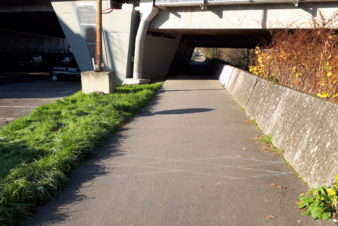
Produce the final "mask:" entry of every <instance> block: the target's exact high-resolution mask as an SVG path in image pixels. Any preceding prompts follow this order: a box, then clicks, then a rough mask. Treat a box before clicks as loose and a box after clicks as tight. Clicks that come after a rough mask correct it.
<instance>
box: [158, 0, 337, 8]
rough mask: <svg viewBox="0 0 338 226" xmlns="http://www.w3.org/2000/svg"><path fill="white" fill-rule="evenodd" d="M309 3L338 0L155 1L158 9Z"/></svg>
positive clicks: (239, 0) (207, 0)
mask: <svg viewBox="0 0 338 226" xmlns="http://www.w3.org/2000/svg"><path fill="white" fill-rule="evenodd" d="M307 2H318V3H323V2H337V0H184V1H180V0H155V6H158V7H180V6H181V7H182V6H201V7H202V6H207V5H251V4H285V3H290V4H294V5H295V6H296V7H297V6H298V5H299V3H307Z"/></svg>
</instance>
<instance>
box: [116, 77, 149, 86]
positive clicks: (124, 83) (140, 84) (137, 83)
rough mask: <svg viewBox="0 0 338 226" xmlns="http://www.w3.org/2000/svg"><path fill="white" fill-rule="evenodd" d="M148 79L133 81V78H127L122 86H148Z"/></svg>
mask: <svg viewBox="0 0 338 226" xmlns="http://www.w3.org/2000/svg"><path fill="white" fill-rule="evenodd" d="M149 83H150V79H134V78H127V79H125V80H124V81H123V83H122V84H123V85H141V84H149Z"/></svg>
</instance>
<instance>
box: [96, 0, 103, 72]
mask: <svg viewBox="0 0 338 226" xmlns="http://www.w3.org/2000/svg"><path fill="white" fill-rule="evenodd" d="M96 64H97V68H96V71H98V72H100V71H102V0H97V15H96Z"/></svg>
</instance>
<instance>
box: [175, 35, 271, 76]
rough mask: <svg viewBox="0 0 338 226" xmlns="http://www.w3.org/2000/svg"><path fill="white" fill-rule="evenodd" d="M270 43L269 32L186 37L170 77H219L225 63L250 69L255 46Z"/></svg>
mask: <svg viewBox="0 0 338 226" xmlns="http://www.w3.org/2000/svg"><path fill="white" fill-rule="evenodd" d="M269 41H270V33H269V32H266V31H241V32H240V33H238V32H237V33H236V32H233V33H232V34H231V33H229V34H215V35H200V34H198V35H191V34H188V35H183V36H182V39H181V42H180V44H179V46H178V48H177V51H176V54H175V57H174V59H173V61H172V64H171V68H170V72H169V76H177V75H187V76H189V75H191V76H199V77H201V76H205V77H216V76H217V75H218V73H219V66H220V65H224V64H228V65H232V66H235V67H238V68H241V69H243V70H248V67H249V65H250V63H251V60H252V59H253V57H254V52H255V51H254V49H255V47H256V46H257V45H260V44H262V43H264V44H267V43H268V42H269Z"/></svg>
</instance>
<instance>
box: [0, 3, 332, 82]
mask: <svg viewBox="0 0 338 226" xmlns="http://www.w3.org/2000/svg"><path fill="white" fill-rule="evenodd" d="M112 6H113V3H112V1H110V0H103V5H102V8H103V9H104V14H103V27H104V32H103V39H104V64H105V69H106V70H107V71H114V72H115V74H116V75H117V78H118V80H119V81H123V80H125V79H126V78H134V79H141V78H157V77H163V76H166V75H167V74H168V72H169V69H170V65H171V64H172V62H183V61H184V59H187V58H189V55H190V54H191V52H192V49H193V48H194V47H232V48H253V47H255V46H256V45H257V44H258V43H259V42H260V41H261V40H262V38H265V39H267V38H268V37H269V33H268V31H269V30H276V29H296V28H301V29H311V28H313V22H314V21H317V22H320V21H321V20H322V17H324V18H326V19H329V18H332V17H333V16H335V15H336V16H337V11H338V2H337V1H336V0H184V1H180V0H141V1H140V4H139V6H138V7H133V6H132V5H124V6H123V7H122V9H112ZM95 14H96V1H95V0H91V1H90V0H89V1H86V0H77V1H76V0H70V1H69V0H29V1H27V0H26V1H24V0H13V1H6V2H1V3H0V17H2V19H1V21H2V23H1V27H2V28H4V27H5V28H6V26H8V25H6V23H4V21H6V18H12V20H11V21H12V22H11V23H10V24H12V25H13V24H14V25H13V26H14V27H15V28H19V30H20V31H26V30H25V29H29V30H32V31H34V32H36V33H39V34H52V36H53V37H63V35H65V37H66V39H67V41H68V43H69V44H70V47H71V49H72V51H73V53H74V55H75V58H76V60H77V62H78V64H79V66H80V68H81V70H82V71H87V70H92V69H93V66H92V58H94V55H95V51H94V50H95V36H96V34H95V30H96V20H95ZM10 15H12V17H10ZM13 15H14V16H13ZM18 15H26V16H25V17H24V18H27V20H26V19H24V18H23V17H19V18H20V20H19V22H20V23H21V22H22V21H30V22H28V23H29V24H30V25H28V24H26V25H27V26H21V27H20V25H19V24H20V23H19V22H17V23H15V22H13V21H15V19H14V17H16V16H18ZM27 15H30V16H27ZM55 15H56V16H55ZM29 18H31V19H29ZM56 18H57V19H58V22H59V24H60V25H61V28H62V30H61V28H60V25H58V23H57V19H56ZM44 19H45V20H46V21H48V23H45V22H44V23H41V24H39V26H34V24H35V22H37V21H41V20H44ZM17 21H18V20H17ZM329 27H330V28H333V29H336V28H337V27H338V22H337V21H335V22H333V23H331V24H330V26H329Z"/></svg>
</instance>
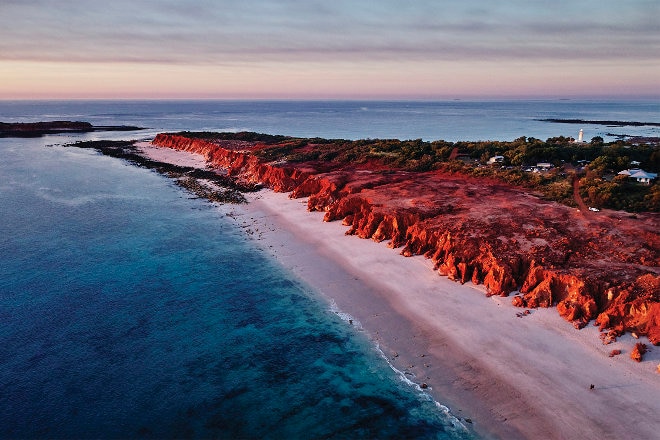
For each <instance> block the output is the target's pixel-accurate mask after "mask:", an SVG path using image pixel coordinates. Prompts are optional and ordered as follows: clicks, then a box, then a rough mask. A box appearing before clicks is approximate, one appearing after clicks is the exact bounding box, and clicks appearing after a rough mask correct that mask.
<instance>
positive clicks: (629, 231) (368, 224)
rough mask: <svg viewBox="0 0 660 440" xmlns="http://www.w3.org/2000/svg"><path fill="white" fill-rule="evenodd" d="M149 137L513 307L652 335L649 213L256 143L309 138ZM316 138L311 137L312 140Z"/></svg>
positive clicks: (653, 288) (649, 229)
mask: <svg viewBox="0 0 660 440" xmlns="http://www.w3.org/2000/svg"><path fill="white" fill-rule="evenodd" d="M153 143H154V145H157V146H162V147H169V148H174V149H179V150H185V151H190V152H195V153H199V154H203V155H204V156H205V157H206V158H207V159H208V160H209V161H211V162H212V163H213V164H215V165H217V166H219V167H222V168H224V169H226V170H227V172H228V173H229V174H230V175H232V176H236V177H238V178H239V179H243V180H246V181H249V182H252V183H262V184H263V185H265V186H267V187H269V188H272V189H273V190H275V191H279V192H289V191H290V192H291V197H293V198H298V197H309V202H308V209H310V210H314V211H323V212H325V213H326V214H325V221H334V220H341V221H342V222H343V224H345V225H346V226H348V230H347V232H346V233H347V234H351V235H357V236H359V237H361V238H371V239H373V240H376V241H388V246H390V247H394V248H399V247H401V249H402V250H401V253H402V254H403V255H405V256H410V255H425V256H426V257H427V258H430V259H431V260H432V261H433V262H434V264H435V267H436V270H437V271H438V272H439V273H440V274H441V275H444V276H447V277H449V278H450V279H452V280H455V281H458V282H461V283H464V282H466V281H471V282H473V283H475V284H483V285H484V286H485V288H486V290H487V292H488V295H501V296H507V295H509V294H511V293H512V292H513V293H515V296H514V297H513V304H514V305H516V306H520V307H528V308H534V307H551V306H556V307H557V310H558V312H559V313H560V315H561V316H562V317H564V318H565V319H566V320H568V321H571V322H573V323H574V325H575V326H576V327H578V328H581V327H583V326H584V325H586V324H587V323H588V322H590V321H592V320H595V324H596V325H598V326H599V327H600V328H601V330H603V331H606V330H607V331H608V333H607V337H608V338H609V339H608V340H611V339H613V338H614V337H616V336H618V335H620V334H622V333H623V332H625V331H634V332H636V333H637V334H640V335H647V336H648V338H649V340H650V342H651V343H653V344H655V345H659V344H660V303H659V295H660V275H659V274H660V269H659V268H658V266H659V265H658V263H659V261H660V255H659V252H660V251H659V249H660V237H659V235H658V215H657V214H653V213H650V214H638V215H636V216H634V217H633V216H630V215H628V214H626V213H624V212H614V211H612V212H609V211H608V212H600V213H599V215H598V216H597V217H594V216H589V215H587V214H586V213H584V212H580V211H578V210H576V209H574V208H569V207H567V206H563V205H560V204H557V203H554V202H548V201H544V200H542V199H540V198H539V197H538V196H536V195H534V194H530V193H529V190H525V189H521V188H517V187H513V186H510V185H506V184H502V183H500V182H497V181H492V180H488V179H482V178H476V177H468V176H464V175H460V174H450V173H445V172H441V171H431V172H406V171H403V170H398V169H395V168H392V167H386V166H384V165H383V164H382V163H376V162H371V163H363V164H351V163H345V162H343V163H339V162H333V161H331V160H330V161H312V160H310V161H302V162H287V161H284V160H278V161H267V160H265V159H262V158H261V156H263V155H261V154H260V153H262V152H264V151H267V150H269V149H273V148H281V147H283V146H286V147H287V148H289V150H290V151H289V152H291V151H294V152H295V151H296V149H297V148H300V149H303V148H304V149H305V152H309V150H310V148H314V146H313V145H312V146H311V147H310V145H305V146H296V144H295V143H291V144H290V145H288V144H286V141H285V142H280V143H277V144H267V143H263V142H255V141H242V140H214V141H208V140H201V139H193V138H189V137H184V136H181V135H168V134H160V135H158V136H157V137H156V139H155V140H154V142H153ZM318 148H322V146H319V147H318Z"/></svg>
---
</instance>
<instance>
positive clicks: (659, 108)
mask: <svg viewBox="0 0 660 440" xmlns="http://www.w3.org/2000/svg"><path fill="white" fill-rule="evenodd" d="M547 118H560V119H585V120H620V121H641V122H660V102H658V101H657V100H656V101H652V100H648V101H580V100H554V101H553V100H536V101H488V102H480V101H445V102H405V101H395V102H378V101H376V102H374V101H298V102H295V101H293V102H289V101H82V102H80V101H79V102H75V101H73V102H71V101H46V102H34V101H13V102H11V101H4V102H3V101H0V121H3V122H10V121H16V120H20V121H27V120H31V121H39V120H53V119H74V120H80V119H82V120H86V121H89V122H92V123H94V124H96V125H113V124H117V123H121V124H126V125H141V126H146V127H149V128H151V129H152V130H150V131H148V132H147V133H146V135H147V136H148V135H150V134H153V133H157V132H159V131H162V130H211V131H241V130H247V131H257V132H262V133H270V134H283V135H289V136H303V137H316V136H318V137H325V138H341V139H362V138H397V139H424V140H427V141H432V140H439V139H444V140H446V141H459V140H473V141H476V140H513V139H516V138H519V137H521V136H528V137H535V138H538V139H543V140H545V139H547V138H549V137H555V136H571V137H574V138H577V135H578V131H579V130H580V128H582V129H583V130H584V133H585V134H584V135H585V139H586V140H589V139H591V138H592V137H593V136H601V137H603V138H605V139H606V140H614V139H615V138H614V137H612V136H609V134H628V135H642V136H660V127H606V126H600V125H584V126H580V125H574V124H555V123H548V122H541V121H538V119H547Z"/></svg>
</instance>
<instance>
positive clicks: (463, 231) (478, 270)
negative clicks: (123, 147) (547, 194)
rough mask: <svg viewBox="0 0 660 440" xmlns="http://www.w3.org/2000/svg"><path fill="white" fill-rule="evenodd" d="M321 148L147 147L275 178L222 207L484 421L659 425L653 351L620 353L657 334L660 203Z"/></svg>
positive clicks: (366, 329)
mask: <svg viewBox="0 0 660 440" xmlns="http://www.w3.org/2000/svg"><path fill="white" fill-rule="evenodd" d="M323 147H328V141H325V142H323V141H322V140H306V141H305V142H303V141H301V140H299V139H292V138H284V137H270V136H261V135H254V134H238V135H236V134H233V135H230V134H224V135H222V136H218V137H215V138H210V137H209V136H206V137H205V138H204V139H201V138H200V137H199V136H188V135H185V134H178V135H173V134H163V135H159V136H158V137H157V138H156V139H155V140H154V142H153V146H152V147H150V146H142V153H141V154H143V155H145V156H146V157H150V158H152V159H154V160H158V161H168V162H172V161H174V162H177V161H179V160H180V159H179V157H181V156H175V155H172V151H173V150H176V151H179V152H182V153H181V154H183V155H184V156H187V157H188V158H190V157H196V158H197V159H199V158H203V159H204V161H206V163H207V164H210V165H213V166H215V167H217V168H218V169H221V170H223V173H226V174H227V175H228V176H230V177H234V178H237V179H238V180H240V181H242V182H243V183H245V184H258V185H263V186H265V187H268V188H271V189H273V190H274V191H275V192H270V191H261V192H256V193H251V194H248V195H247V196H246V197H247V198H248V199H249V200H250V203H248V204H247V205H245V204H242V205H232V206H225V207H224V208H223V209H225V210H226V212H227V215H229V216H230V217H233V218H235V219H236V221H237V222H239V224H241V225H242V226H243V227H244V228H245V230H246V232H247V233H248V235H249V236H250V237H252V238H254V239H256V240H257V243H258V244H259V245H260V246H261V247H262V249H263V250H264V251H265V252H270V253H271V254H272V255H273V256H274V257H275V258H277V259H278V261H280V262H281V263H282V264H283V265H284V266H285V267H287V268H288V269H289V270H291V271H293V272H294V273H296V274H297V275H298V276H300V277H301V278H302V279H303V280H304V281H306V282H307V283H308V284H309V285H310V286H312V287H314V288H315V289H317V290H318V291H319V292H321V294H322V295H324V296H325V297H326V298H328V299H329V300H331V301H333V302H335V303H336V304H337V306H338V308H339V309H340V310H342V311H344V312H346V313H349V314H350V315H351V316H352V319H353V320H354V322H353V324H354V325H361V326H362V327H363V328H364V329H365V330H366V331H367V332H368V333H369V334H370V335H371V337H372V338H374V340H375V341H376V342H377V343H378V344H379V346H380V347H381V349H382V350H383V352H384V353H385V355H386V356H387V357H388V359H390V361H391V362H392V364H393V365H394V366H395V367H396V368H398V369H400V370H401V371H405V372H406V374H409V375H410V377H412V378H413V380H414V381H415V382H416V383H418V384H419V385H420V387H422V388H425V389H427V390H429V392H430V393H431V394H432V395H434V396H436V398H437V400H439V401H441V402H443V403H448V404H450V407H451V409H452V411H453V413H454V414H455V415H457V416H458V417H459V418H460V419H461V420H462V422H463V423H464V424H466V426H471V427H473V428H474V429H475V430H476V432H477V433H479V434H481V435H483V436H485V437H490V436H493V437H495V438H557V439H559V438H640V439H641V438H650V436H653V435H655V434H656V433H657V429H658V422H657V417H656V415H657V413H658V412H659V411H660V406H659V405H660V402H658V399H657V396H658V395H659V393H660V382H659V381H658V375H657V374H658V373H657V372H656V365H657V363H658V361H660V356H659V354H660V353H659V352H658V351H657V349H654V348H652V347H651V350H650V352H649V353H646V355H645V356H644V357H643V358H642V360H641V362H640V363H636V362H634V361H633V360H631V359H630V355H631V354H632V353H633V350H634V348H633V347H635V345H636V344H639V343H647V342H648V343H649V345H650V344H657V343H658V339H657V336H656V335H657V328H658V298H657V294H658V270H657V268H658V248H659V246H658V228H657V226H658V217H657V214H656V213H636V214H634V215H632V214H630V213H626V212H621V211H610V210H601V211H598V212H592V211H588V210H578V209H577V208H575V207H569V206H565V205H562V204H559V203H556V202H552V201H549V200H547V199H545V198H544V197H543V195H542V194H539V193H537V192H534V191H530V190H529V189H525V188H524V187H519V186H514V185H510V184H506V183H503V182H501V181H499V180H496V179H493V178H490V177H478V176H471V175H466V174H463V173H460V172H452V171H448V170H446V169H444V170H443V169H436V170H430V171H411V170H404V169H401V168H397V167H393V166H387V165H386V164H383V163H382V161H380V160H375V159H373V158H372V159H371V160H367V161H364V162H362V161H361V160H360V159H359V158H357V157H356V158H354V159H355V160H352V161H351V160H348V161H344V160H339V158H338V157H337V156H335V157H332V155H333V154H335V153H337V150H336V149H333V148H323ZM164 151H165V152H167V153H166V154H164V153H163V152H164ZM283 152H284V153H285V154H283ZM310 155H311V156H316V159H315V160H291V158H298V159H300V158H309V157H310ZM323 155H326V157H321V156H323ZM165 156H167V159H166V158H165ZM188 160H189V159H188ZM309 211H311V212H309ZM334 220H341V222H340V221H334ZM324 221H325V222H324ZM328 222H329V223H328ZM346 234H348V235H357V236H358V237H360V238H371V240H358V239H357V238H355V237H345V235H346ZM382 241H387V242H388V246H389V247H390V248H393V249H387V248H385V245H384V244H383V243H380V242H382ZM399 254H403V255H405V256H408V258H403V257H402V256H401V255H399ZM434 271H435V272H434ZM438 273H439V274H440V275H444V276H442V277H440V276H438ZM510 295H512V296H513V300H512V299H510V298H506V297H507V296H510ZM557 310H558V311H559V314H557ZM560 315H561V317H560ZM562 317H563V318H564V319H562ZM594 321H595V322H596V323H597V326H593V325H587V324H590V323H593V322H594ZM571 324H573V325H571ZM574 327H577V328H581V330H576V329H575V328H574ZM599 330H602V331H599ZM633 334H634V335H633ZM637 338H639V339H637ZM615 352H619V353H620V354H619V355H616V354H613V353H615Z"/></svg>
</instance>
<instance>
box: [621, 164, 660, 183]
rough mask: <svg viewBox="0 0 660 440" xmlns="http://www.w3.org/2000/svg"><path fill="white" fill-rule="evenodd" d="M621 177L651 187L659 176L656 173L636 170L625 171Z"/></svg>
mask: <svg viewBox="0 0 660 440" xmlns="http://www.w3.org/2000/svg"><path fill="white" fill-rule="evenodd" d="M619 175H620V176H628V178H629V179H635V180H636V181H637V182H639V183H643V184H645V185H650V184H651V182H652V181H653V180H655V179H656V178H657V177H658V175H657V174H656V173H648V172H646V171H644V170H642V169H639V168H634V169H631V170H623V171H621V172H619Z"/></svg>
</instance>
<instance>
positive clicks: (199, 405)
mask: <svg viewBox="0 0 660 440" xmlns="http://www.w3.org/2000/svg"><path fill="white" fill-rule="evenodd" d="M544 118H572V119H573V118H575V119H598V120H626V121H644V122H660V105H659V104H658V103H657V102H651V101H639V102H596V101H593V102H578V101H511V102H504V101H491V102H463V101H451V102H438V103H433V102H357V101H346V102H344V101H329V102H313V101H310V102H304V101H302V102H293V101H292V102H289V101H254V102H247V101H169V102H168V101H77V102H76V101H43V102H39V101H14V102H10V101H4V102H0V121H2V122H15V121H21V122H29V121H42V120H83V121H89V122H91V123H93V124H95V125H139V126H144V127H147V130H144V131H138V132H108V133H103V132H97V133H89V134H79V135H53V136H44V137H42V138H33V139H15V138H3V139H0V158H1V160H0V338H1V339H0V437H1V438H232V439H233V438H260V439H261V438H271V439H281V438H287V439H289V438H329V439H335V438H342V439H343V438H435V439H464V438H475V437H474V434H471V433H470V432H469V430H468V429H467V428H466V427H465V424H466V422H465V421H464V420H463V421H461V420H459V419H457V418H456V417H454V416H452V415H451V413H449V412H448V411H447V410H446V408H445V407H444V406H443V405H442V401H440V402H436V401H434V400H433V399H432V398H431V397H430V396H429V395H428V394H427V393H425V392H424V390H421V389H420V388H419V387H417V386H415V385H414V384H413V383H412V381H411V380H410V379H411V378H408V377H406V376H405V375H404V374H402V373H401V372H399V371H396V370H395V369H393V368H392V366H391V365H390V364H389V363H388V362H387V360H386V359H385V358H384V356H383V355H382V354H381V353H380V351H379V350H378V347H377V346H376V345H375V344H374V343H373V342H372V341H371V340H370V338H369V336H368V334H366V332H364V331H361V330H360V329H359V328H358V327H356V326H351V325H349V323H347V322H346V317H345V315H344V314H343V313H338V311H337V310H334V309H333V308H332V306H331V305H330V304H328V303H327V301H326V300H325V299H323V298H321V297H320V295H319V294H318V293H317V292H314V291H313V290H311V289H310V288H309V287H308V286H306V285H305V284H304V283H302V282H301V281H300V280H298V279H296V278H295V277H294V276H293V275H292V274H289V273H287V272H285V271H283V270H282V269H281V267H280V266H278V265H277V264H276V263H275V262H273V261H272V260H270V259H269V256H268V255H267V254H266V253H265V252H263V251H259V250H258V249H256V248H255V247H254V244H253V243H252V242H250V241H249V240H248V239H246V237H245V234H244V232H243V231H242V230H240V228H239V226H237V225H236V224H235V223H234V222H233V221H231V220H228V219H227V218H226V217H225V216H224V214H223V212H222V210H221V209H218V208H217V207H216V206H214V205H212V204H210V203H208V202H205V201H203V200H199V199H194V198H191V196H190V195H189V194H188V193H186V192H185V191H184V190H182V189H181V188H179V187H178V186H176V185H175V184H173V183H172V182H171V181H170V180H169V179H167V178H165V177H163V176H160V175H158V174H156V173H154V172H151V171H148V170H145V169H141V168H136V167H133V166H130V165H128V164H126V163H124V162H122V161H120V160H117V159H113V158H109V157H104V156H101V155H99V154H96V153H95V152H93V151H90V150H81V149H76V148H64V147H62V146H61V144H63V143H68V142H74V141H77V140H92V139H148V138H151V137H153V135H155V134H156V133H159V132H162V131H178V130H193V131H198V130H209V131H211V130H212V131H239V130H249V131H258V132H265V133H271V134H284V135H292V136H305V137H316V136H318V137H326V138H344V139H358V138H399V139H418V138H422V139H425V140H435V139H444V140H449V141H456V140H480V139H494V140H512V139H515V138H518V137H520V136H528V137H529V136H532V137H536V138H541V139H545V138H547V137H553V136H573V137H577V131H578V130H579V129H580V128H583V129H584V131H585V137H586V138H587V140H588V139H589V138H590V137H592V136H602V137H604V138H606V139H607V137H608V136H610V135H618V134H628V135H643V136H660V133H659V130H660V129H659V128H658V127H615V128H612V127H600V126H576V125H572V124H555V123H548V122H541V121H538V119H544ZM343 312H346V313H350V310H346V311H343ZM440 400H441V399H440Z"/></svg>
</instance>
...
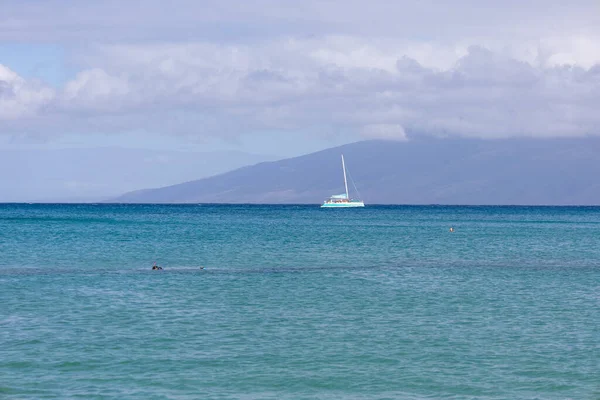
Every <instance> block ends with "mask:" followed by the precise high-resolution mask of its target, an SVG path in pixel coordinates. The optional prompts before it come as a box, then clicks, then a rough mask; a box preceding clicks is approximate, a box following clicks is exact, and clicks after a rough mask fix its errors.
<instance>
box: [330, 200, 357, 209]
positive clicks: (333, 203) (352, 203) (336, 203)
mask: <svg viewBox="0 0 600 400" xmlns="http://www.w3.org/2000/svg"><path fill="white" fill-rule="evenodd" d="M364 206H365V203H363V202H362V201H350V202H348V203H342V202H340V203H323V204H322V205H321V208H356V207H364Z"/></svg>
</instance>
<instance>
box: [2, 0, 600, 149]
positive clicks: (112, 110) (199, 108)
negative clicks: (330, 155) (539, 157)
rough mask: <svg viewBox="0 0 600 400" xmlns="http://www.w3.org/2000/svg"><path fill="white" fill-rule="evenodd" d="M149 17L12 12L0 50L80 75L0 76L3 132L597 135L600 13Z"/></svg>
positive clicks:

#### What you have to do
Show each line of the listing that holds the string "coordinates".

#### Answer to the exercise
For each <instance> block the output is the target's pixel-accurate mask after "mask:", an SVG path using image pixel coordinates. Prompts are optional and ordered as follows: clicks, then a box, then a rough mask. A box appearing before clicks is approximate, one appearing after clicks is the exact bounding box, and clicks appearing after a rough mask correct that mask.
Every <instance> block ends with "mask:" followed by the precise high-resolution mask of its target, an SVG path in pixel coordinates. The optional prompts before it come as a box, then clicks, then a rough mask; a box preceding clicks is approximate, a box following clicks is exact, and clicks after a rough mask fix its errors.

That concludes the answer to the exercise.